### Exercise details:
All of the lines below are to be transcribed faithfully, with pictures excluded from the copy.

[Start of Information given]

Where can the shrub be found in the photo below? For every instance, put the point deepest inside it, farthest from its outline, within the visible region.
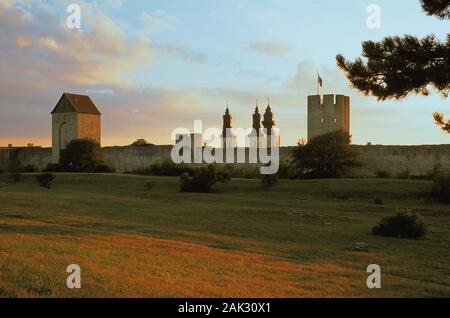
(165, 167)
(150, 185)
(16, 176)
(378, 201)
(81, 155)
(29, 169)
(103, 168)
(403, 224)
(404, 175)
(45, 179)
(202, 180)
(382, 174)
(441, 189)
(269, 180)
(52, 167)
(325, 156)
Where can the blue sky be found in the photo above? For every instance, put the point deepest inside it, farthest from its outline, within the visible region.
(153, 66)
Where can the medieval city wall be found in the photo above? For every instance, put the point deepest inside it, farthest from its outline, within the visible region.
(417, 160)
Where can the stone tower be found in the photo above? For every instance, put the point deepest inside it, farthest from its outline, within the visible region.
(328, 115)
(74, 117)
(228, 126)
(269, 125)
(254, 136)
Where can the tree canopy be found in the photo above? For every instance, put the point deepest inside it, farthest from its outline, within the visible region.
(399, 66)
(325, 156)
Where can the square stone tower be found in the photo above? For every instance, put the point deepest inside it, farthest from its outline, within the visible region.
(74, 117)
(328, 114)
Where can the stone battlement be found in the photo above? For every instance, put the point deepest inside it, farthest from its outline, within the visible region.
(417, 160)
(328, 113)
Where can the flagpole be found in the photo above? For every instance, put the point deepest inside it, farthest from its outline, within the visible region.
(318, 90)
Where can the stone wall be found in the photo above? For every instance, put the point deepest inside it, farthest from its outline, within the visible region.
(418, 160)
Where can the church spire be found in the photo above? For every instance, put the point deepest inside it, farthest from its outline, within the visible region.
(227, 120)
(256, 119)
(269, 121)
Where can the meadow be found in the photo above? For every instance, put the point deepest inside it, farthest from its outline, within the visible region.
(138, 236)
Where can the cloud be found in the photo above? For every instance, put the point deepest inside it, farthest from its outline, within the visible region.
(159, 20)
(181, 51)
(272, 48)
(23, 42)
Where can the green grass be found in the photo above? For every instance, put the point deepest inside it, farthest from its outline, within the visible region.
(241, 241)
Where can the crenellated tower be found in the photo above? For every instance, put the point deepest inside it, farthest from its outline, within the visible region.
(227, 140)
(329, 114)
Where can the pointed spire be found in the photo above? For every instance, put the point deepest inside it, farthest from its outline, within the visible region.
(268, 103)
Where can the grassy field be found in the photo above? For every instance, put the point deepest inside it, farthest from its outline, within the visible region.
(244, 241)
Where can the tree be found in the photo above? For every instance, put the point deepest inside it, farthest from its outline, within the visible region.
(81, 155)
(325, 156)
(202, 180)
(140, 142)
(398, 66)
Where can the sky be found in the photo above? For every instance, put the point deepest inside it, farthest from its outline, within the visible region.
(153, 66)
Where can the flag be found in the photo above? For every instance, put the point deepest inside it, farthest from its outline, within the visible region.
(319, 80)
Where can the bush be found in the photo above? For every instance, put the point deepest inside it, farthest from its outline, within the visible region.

[End of Information given]

### Answer to this problem:
Where can the shrub be found in the photo below? For every instance, put the point deepest inside it, farthest from its outline, within the visible region.
(165, 167)
(150, 185)
(16, 176)
(378, 201)
(81, 155)
(29, 169)
(103, 168)
(403, 224)
(404, 175)
(45, 179)
(202, 180)
(382, 174)
(441, 189)
(269, 180)
(52, 167)
(325, 156)
Where can the blue sky be found in the photo above? For every instance, put the point deepest inside it, farthest from its outline, within the visible region.
(153, 66)
Where can the medieval city wall be found in the photo above? For every instance, put the point deepest inside it, farthest from its outline, within the visible region.
(417, 160)
Where can the stone tower be found in the photo above? For every instance, put the point deepest inside it, farthest from its outline, within the visible region.
(328, 115)
(74, 117)
(228, 126)
(269, 125)
(254, 136)
Where can the tree canopy be found in the photo above? For every instance, put the point deepest inside it, farthest from its outline, within the visible region.
(399, 66)
(325, 156)
Where can the square stone tower be found in the photo above? For every instance, put the point deepest inside it, farthest from its outline, within the visible region.
(74, 117)
(328, 114)
Where can the stone battlement be found in the photo above? For every instance, put the point deepest inside it, farthest from its outline, within the visible region.
(417, 160)
(328, 113)
Where can the flagpole be found in the photo above? For every instance, put the point deepest inside it, farthest from its outline, within the visible region.
(318, 90)
Where can the stone wall be found in the photo above? For every instance, put the point deepest inside it, farthest from its outline, within the visible region.
(418, 160)
Where can the church spire be found in the photo above? For every instance, put the point deepest inside it, farthest from its outline, within the visible region.
(227, 120)
(256, 119)
(269, 121)
Where can the meadow be found in the photo above? For every instance, put the point deepest inside it, farthest from its outline, within the visible region.
(138, 236)
Where can the cloud be found in the photo above? For every instance, put the point deepest inside it, farthest from its outline, within the visible region.
(159, 20)
(181, 51)
(272, 48)
(23, 42)
Where can the green grass be found in the photo above? For every instance, put the point deepest inside it, farthest from its outline, within the visible region.
(241, 241)
Where can the crenellated tower be found in the photo above? For every instance, put the point deepest inside it, farthest from its outline, within the visible region.
(227, 140)
(329, 114)
Where can the pointed spire be found in the photo above? For every instance, put the point deepest inside it, farthest from its outline, within the visible region.
(268, 103)
Where can the grassy field be found in the photo above? For every instance, put the point deepest inside it, farthest from its outline, within the visible region.
(244, 241)
Where can the tree be found in the photo above? For every instance, put the point deepest inside it, farthest from its outline, within the visible region.
(81, 155)
(325, 156)
(202, 180)
(140, 142)
(398, 66)
Where can the sky be found in the photo above? For every instance, put the point deepest inside it, farthest from its outline, within the visible region.
(153, 66)
Where can the flag be found in the photo above? For every instance, put the point deepest inside it, farthest from its outline, within the visible region.
(319, 80)
Where can the bush be found in the photo above? For every instance, put the point deepest inside it, farthest from its outline, within the visible region.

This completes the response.